Could I first just follow up on the previous questions? The volume discounts, I mean, that is, I guess, a regular part of the business. But is that sort of something that you do on an annual basis with these customers? Or do they happen once in a while? I mean, will you benefit from the larger volumes you're seeing now driven by these volume discounts for a period? And then just a question on the cash flow impact from the prepaid mobile operated traffic tariffs. Is this expected to bounce back as you use volumes on these contracts? And are you actually taking any risk relating to volumes?
Right. If we start off with the price negotiation, there is not a particular cycle. But when you work with some of the world's largest companies, you have a continuous dialogue and reassess. So there is no particular timeline. I think why you're seeing this perhaps a bit more pronounced in Q3 and Q4, is to recognize where we were 12 months ago, where we were quite open that the majority of our growth in absolute terms were generated by a subset of our customers, our very largest customers, right? We also said in the beginning of this year, and we said throughout this year that we're increasing seeing a broader base growth. Now when you look at the comparables and you look at the impact year-on-year, recognizing that a large part, and outside part of the growth contribution came from these customers 1 year back. And it's exactly those customers where we have started some new pricing. That's why you get a little bit of a pronounced effect in Q3 and Q4. Of course, as we broaden our growth, that type of concentration decreases, right, and we already see that. So it's a little bit special with this 1 or 2 quarters based on the concentration we had 1 year back. But both on the organic side, that's changing and even more so with the acquired agenda, of course, there's a greater breadth of the business. Then on the other question, Roshan, on...
Yes, I mean, I can try to answer that. I mean obviously, when we do these transactions, we are -- we have a number of risks, obviously, that we try to mitigate and manage. We have obviously clauses in the contract that could protect us, for example, in certain types of force majeure situations or in a tech shift situation, et cetera. We also -- I think in the case of these contracts very often, and I think in at least talking about the transactions for this quarter in all of these cases, actually put in software solutions in terms of a firewall at the operator that make sure that we can secure that all of the traffic is ending up with us and that there are no ways around it. But at the end of the day, yes, I mean, there is a certain volume commitment that we make. And here, we rely on our long expertise. Many of these are repeating customers with us also. So we have a good insight into the history of the traffic. But there is an underlying sort of volume risk that is inherent in these kind of contactors.
Yes. There is -- but he also so that we think, obviously, making this transaction, we think the risk is very manageable. And they just this is made by the -- our longest standing experts, being 20, 25-year messaging veterans having seen this many, many, many of times. So we think the risk is very manageable. But yes, there are risks in certain types of deals, and this is one of them, and what we think is very manageable.
And then relating to the cash flow impact, should we see this coming back at the use the volumes?
Yes. I mean I missed to answer on that. I mean that can vary a little bit depending on the clauses in the specific contracts. It does come back over the lifetime of the contract, whether it comes down evenly over the lifetime of the contract, sometimes in towards more tilted towards beginning and sometimes more tilted towards the end. That is really an individual contract decision. But yes, it comes back over the lifetime of the contract.

• Data:
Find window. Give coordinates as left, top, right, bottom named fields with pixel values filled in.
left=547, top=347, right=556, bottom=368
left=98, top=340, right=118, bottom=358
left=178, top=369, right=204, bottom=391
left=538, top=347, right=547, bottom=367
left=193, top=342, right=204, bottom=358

• Task set:
1/ For the call transcript, decide whether each statement below agrees with it. Answer yes or no and quote the words that settle it.
(a) Price negotiations with the largest customers follow a set annual cycle.
(b) In the deals this quarter, firewall software was placed at the operator.
(c) The cash flow always returns evenly over the life of the contract.
2/ Rewrite the call transcript, everything from "And then relating" down to "of the contract.", using "duration" in place of "lifetime".

• Exercise solutions:
1/
(a) No: "there is not a particular cycle."
(b) Yes: "in all of these cases, actually put in software solutions in terms of a firewall at the operator"
(c) No: "sometimes in towards more tilted towards beginning and sometimes more tilted towards the end. That is really an individual contract decision."

2/
And then relating to the cash flow impact, should we see this coming back at the use the volumes?
Yes. I mean I missed to answer on that. I mean that can vary a little bit depending on the clauses in the specific contracts. It does come back over the duration of the contract, whether it comes down evenly over the duration of the contract, sometimes in towards more tilted towards beginning and sometimes more tilted towards the end. That is really an individual contract decision. But yes, it comes back over the duration of the contract.